** Begin PAGE TEXT **

During closing argument, defense counsel argued defendant’s mental retardation affected his ability to form the requisite specific intent to commit the felonies underlying Chung’s felony-murder because defendant’s impaired thinking caused him to attach himself to Zhuk, who had a dominant personality. Defendant could not say no to Zhuk, who pressured him into committing the crime, and Zhuk was able to do so because of defendant’s limited mental abilities, which prevented him from making appropriate choices.

DISCUSSION

I

Defendant contends the trial court erred in allowing a joint trial of the Chung and Lopez charges. He acknowledges that the statutory requirements for joinder were met (Pen. Code, § 954), but claims that the court should have exercised its discretion to deny consolidation in the interest of justice. (Further section references are to the Penal Code unless otherwise specified.)

To demonstrate the joinder of cases is reversible error, defendant must “‘clearly establish that there [was] a substantial danger of prejudice requiring that the charges be separately tried.’” (People v. Davis (1995) 10 Cal.4th 463, 508.) Several criteria assist courts in evaluating the potential prejudice from joinder, including whether (1) evidence on the crimes to be jointly tried would be cross-admissible in separate trials, (2) certain charges or evidence are unusually likely to inflame the jury against the defendant, (3) a “weak” case has been joined with a “strong” case or with another “weak” case so the “spillover” effect of aggregate evidence on several charges might alter the outcome of some or all of the charges, and (4) any one of the charges carries the death penalty or joinder of them turns the matter into a capital case. (People v. Kraft (2000) 23 Cal.4th 978, 1030.)

Defendant does not address these criteria; rather, he argues that “there was a conflict of interest with respect to counsel’s performance on the Lopez charges at the first trial which resulted in prejudice to [defendant] by the joinder at the second trial.” According to defendant, trial counsel’s performance was deficient because he questioned defendant about the uncharged Lopez incident at the first Chung trial and elicited defendant’s admission he committed the Lopez attempted carjacking, which subjected defendant to prosecution for the Lopez charges and deprived him of a defense to the charges. Defendant believes this requires the reversal of his convictions for the Lopez offenses, as well as the exclusion of his admissions on retrial unless the admissions are used for impeachment.

In other words, defendant claims the trial court erred in joining the Lopez and Chung charges because of defense counsel’s ineffective assistance in the first trial of the Chung offenses, and this prejudiced his trial of the Lopez offense. But he does not explain how counsel’s alleged failings at the first trial have any bearing on the issue of joinder. Indeed, defendant presents no cognizable argument or authority concerning principles affecting the decision to join charges. It is insufficient to merely claim error in joining the charges without explaining why this is so. (People v. Gurule (2002) 28 Cal.4th 557, 618 [rejecting appellate claim raised without any argument or authority on the specific theory asserted]; People v. Galambos (2002) 104 Cal.App.4th 1147, 1159 [appellate argument forfeited where not supported by analysis and citations].)

Moreover, defendant did not raise in the trial court the novel theory that he raises on appeal, nor did he bring a motion to sever on this ground. (People v. Cunningham (2001) 25 Cal.4th 926, 984; People v. Pinholster (1992) 1 Cal.4th 865, 931 [failure to formally move for severance constitutes a forfeiture of the issue on appeal].) He never claimed that the cases should not be joined due to ineffective assistance of counsel or a conflict of interest that would prejudice the trial of the Lopez charges.

** End PAGE TEXT **
** Begin INFORMATION PROVIDED **

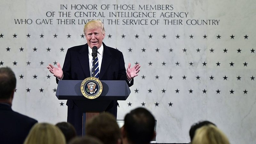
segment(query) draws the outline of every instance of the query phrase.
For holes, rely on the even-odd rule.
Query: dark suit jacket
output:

** End INFORMATION PROVIDED **

WHAT YOU WILL DO
**a.** Do these statements agree with the court opinion on the joinder appeal? Answer yes or no for each, quoting the words of the opinion that decide it.
(i) The defendant concedes that the statutory requirements for joinder were satisfied.
(ii) The defendant addresses the criteria courts use to evaluate prejudice from joinder.
(iii) The defendant moved in the trial court to sever the charges on the ground he raises on appeal.
**b.** Carry the court opinion on the joinder appeal forward, starting after its last sentence.

ANSWERS PROVIDED
**a.**
(i) Yes: "He acknowledges that the statutory requirements for joinder were met"
(ii) No: "Defendant does not address these criteria"
(iii) No: "nor did he bring a motion to sever on this ground"

**b.**
Defendant did raise the alleged conflict in two motions for continuance; but that was not equivalent to a challenge to joinder. Trial counsel claimed there was a conflict of interest with respect to pursuing a motion regarding whether defendant’s testimony in the prior proceeding was knowing, voluntary, and fully advised. Counsel acknowledged that despite the existence of the conflict of interest, defendant had “expressed a very strong desire that [counsel] remain his attorney,” and the “conflict criminal director” also believed that counsel “should, nevertheless, remain on the case if at all possible.”

The record indicates that the “conflict criminal director” has a role in the appointment of an attorney, other than the public defender, to represent an indigent defendant. In the words of defendant’s counsel, the conflict criminal director had “suggested . . . that an independent lawyer might be able to litigate the conflict issue and that [defendant’s attorney] might remain on the case for all other purposes.”

The trial court granted the first continuance but denied the second. It found that defense counsel was not ineffective in the first trial; rather, counsel had to react to a sudden change of circumstances and made a valid tactical decision. In addition, the first trial judge determined that when defendant testified, he “was aware of what it was that he was doing.”

Defendant points to no evidence that he sought to exclude his prior testimony from his second trial based on a claim of ineffective assistance of defense counsel. Our review of the record discloses that he simply sought to exclude his prior testimony on the ground of “Griffin” error (Griffin v. California (1965) 380 U.S. 609 [14 L.Ed.2d 106]), but that the motion was unsuccessful because his statements were not obtained as the result of the prosecution’s comment on his failure to testify. Rather, his prior testimony was the result of (1) codefendant Zhuk’s challenge to defendant to tell the truth, and (2) defendant’s decision to refute Zhuk’s claims that defendant was the responsible perpetrator of the Chung murder as well as other uncharged crimes.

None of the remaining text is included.